• _What the exercise asks_: Give each line of the records again exactly and omit every picture.

::: Source material

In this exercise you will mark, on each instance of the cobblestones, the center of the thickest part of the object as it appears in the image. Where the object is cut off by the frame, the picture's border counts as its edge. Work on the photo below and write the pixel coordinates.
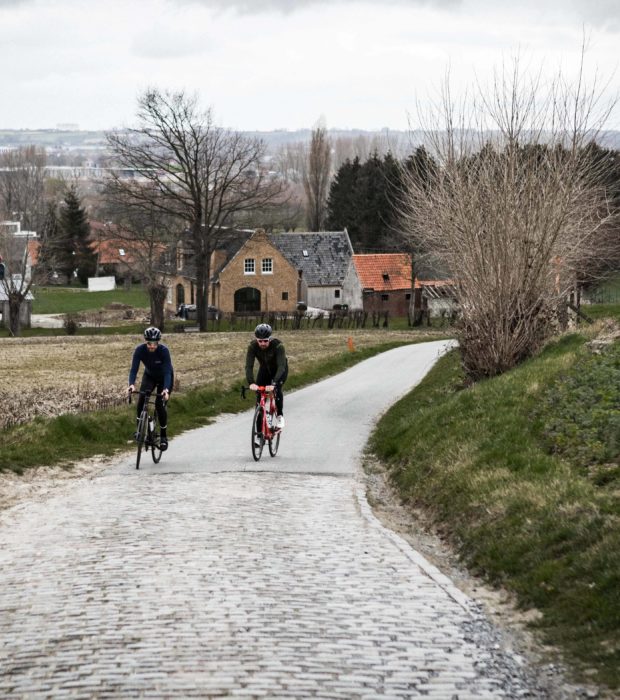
(229, 585)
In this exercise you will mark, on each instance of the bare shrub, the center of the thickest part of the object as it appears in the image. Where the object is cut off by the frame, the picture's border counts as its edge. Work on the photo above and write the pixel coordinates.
(512, 211)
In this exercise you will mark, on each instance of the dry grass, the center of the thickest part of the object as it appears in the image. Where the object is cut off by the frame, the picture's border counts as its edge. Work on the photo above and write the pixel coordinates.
(51, 376)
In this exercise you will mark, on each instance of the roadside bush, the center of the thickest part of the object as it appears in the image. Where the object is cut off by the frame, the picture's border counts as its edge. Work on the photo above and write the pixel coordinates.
(582, 412)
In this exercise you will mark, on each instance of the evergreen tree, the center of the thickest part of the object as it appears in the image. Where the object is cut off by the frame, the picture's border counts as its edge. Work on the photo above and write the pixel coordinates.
(74, 233)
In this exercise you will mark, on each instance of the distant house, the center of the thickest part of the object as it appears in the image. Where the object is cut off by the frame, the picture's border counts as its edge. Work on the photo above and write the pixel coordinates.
(386, 282)
(255, 271)
(327, 276)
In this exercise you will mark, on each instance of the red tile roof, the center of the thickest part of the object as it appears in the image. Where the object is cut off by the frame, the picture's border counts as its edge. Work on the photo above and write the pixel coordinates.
(384, 271)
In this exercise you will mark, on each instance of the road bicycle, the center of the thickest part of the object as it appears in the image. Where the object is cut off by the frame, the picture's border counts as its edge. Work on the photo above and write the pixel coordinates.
(147, 431)
(264, 429)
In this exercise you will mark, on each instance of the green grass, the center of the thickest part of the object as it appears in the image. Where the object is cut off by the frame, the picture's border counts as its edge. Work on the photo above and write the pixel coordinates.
(68, 438)
(64, 300)
(478, 460)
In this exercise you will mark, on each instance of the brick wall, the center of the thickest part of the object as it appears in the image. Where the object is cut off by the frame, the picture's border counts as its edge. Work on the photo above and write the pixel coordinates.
(282, 280)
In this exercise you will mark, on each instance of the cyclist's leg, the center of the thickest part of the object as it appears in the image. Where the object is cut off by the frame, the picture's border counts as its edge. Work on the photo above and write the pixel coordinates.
(147, 385)
(162, 416)
(279, 394)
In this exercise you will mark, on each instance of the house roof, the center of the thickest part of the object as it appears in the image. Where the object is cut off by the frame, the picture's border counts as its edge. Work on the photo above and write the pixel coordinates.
(323, 257)
(384, 271)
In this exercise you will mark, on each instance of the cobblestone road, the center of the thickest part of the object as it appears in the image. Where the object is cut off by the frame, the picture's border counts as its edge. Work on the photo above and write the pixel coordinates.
(256, 584)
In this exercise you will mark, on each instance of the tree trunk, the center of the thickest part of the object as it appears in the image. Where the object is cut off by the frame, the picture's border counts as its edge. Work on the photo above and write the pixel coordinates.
(15, 304)
(157, 296)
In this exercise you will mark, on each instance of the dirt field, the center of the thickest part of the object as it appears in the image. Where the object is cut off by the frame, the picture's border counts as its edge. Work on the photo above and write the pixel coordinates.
(51, 376)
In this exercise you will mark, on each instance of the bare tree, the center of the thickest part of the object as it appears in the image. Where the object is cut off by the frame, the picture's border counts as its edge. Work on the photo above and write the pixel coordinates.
(316, 178)
(193, 171)
(512, 211)
(17, 279)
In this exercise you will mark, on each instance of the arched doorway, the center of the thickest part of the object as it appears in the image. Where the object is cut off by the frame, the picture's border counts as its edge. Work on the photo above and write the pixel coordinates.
(247, 299)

::::::

• _Output for this exercise_:
In this exercise you will mark, on each instance of the cobblestones, the center of the thickest part of the object as it appears in the image. Where the object is cut off by the frame, the picture's border counts as its edge. Work on the photo below and write the pixel coordinates.
(229, 585)
In this exercise you will mark, on each instance of the bare shrub, the center of the thickest part of the object as it appears in the image. Where the object is cut off by the frame, the picture's border counts as its edge. Work on the photo above and write the pixel coordinates.
(512, 211)
In this exercise you will mark, on each instance of the dry grass, the center of the thickest part of the object as it appears in the image. Where the object is cut off by the frame, the picture's border counts as its edge. Work on the photo above and write the pixel coordinates.
(51, 376)
In this exercise you will mark, on each instance of the roadside bush, the center of the thickest part of the object as it appears in the image. Where the object is cut off by the frame, the picture's border counts as its edge. Work on the photo above and write the pixel coordinates.
(582, 412)
In this exercise you will mark, on each instance of the evergreen tree, the center of the thickest part of the object as it appears in the image. Where the object is cut off by the frame, the picture's border counts as its edge. Work on the photo above and write the pixel coordinates.
(74, 233)
In this exercise you will mark, on each instance of the distant house, the center of the thickest part of the object as it appears in the image. Where the object is cut off by the frame, the picture's border counts as its edge. Work on the photo above and write the pixel coordinates.
(386, 282)
(255, 271)
(327, 276)
In this exercise you will mark, on each instance of the red tile roof, the center of the thickest part of the object as it appears in the image. Where the object is cut off by the frame, the picture's border counts as its edge. Work on the photo above and write the pixel coordinates.
(384, 271)
In this exercise you will mark, on each instance of the road bicycle, the center of the thickest part of the object as it appears in the image. Where the object is cut off by the frame, the picture's border counts as its edge. Work on the photo above and write the pixel coordinates.
(147, 431)
(264, 429)
In this exercise you will mark, on each instance of the green grass, the center of the thickest part of the object as it appears in the image. Where the object is cut off by the frame, the picture's border counts as its edge. Work on the photo above and write the pixel coordinates.
(68, 438)
(64, 300)
(478, 460)
In this exercise you will mark, on each instance of the brick wall, the center of the thickest part of the object as it appears in the image. Where the object is cut off by the frame, the picture's border counts as its edge. Work on the photo above and write the pixel coordinates.
(282, 280)
In this exercise you will mark, on each instance of the cyclist's leg, the center of the thickest part of the object as it appears in the image. Where the object is cut off by the frame, the picture's border counts as its edge. Work on the photo above and write the pixel coordinates.
(147, 385)
(162, 416)
(279, 394)
In this exercise you will mark, on each instance of the house roof, the center of the thickest part of the object as it appears in the image. Where the object is cut off by the frame, the picture's border counts as its edge. Work on the photo above and write the pixel coordinates.
(323, 257)
(384, 271)
In this exercise you will mark, on each instance of the cobblestone road, the center of the thickest part of the object as it appears in the image. Where the object is cut off by the frame, the picture's border counts as its edge. Work on the photo above and write the pixel coordinates.
(256, 584)
In this exercise you will mark, on each instance of the tree trunk, the center of the thickest part of the object as it appears in the image. Where the object is cut off by the frame, the picture's border counts as its edge. Work on the photo above and write the pixel coordinates.
(15, 304)
(157, 296)
In this exercise you will mark, on each instance of the dirt field, the center of the thickest part of the object as it appears in the image. Where the object is cut off by the frame, the picture's border counts as its edge. Work on the photo above and write the pixel coordinates.
(51, 376)
In this exercise you will mark, on each instance of the bare tree, the center of the thickest part of the object as it appears in the image. Where the object is cut off by the frame, the picture's border counts as its edge. Work on the photo above and write the pixel coordinates.
(316, 178)
(193, 171)
(512, 211)
(17, 279)
In this exercise you will mark, on each instance of the arched doorway, the center of the thickest part of the object as it appears in the image. Where the object is cut off by the frame, the picture's border counts as its edge. Work on the photo above and write the pixel coordinates.
(247, 299)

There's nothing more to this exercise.